--- Extracted data ---

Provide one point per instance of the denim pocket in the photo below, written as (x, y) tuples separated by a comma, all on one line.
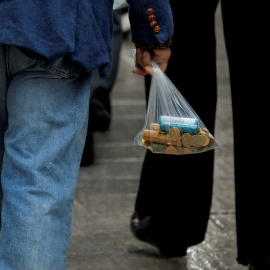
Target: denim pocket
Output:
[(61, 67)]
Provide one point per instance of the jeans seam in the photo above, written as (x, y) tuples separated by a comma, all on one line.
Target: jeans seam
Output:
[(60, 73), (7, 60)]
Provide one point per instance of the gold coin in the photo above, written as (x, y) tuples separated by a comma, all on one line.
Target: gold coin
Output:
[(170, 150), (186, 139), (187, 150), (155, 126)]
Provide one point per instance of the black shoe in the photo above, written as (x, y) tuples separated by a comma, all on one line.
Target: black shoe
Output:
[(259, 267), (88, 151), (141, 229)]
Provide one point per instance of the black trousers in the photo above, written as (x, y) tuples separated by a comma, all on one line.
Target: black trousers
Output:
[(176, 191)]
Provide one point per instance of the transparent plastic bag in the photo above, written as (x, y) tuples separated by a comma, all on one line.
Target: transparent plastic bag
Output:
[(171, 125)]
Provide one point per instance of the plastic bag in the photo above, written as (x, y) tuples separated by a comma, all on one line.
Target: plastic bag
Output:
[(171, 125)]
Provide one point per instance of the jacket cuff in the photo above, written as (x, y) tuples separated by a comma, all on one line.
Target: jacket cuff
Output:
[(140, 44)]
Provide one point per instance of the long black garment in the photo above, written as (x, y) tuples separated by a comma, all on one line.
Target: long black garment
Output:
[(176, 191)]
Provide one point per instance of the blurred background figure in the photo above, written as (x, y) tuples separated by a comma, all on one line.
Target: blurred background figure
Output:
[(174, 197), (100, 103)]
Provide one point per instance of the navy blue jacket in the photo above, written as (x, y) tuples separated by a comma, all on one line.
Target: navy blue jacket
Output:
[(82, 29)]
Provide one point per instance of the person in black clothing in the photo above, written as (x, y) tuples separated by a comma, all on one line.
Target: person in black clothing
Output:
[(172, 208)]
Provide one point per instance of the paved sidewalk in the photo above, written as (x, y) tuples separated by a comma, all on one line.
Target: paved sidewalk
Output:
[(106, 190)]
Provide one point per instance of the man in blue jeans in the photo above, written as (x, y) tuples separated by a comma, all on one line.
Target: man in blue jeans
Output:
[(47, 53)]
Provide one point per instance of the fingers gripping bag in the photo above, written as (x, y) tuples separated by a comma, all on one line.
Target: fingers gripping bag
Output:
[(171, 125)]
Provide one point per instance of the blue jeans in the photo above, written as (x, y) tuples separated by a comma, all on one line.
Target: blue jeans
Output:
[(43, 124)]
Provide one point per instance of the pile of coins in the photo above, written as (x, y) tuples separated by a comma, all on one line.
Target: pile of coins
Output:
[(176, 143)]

---

■ Task description
Where an entry contains an image, leave the image out; otherwise retype everything exactly.

■ Exercise output
Provide one point per instance of the denim pocket in the photo below, written as (x, y) tuples separated by a comma, all on one line.
Target: denim pocket
Output:
[(61, 67)]
Provide one point per instance of the jeans seam in the photo above, written as (x, y) tuples separated by a comma, all on one line.
Target: jeans seam
Output:
[(60, 73), (7, 60)]
Provide one point per instance of the gold coin in the photo above, written as (x, y) tuples separated by a comma, all on one line.
Target: gold coin
Output:
[(170, 150), (186, 139), (187, 150), (155, 126)]
Provide one point per instance of the black shoe in the photo above, written as (x, y) tuples separated by a comma, all on one line.
Target: black shoe
Output:
[(259, 267), (88, 151), (141, 229)]
Provide one point per instance of the black trousers in the photo above, written as (x, y) tuples separated by a comma, all on one line.
Target: black trousers
Output:
[(176, 191)]
Provide one point per instance of the transparent plastic bag in the photo above, written as (x, y) tuples separated by a comma, all on one line.
Target: transparent plastic bag
Output:
[(171, 125)]
Provide one point per instance of the plastic bag in the photo above, written as (x, y) tuples separated by a comma, all on one line.
Target: plastic bag
Output:
[(171, 125)]
Provide one point per instance of the jacket cuff in the photo above, written as (x, y) tuples separated by a comma, all on one line.
Target: jacket cuff
Output:
[(140, 44)]
Provide one point per instance of the long black garment in the photo above, written as (x, y) tuples separated by a comma, all on one line.
Target: long black garment
Output:
[(176, 191)]
Provide one point per instance of the blurred background figure in the photo above, written as (x, y) tuples separated by a comma, all on one line.
Target: blurred background figure
Output:
[(174, 197), (100, 103)]
Provide one point per instance of the navy blue jacket in the photo above, written as (x, y) tuples separated by a comma, all on one line.
Target: navy blue jacket
Output:
[(82, 29)]
Provide one point per instance of the person in black clothing in the photo above, written as (x, y) tuples separated by a comma, all on one line.
Target: person in black clothing
Output:
[(172, 208)]
Provide one point per instance of the paved sidewalk in the photo above, written as (x, y) tuples separated by a comma, all on one line.
Target: paved sidewalk
Output:
[(106, 190)]
Provide one point per instance of the man in blue jeans in the photo above, written as (x, y) tuples separated by a comma, all on one line.
Target: man in blue jeans
Output:
[(47, 53)]
Provide one point per instance of the fingers gripping bag in the photo above, written as (x, y) tuples separated by a comma, all on one line.
Target: fingers gripping bag
Output:
[(171, 125)]
Provide one point per instance of the blue jeans in the photo above, written as (x, y) tuples separated by a comma, all on one line.
Target: blue jeans
Output:
[(43, 124)]
Provide one point per instance of the pile of coins in the photo above, written as (x, y) tuples separated by a comma, all on one line.
Target: pile of coins
Output:
[(176, 143)]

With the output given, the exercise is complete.